• GIVEN PROBLEM:
Write every line out verbatim and omit the pictures.
_ _ _ _
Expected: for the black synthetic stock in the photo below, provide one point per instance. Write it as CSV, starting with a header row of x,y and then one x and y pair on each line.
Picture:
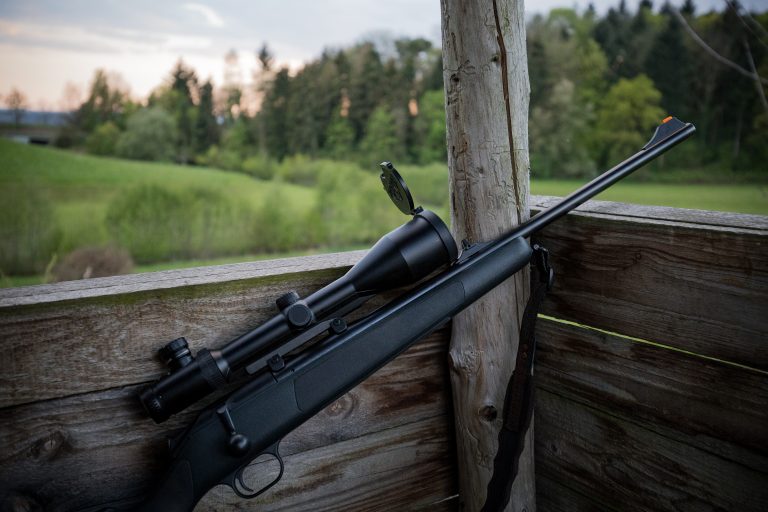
x,y
269,407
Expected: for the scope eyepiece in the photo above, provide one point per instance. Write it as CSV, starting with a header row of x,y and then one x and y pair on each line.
x,y
401,257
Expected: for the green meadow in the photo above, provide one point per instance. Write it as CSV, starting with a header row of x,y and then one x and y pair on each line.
x,y
170,216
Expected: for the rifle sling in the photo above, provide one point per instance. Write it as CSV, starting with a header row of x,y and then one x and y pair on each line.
x,y
518,400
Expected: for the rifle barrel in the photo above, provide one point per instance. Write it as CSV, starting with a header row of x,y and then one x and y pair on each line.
x,y
605,180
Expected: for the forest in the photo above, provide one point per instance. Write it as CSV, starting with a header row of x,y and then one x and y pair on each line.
x,y
304,145
599,84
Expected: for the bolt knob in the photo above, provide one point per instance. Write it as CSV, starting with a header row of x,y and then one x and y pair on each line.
x,y
176,354
286,300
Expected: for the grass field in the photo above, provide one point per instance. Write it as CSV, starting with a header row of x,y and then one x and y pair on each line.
x,y
725,198
81,188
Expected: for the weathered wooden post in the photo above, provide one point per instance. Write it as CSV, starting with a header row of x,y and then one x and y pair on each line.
x,y
486,89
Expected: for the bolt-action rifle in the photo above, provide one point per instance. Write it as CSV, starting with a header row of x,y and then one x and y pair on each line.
x,y
301,360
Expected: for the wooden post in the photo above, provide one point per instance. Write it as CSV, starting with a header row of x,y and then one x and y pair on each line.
x,y
486,90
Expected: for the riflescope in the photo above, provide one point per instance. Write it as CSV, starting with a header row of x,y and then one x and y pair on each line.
x,y
402,256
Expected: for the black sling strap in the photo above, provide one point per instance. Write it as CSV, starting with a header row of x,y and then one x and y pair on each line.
x,y
518,400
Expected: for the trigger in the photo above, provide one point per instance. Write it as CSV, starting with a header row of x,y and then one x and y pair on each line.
_ _ _ _
• THE REPLY:
Expected: for the black synthetic stock in the photo below, provide one point per instance. Write it as CSV, starting with a header row of x,y and then one x and y pair on each line.
Picture:
x,y
269,407
Expected: for the scope eyepiece in the photo above, provide one point per instance. Write it as CSV, starting with a header row of x,y and then one x and y pair on each line.
x,y
401,257
Expected: for the green meadow in the photo above, provide one point per instance. Write it as CSV, starting with a header row of x,y and then one x and y pair on each line.
x,y
170,216
Expected: for the rifle sling in the photo above, provide one point per instance. Write it as CSV, starting with a header row of x,y and then one x and y pair on each line.
x,y
518,400
Expected: for the rifle barrel in the photo above, provide one point per instance. Write it as CSV, starting with a header row of x,y and then one x and y pair on each line.
x,y
605,180
Expected: for the forest in the photo above, provide one point per instance. Write it as CSV, starting with a header row of x,y and then one x and y pair on each line.
x,y
304,145
599,84
Expected: for the bolt knob in the photo above, provide one point per instance. Write it as CSV, starting with a header row of x,y and then one x and y pair on each line.
x,y
176,354
286,300
Expected: for the grass field in the photo above, provide one point per instance. Write it as CSV, starting with a header row of x,y and then one x and y pair on each line.
x,y
725,198
81,188
Expected: for the weathered wooden post in the photo above, provide one point per instance. Write it as CSV, starting with a header row of x,y and then one x and y pair on each line.
x,y
486,89
Expected: for the bolt-action rifle in the photo above, provide one point per instance. Write it as CSV, starting with a header row of x,y and then one x and y pair on each line.
x,y
301,360
Expected: for the wooden post in the photo above, provide one point per instance. Write it as CSV, starting with a header row of x,y and then one x and y pair on each line.
x,y
486,90
Expected: for the riflescope in the photo above, provide one point per instance. Write it as CSV, starting with a header row of x,y and then one x and y pair on each line.
x,y
402,256
Expected: for the black sling strap in the photo above, provide one point per instance. Write it as CSV, starting with a header row of x,y and then one x and y pair on each line.
x,y
518,400
Expected: for the trigger in the photo above, provide one point per instance. Write it as CSV, starting with a header row of x,y and then one x and y pair on each line.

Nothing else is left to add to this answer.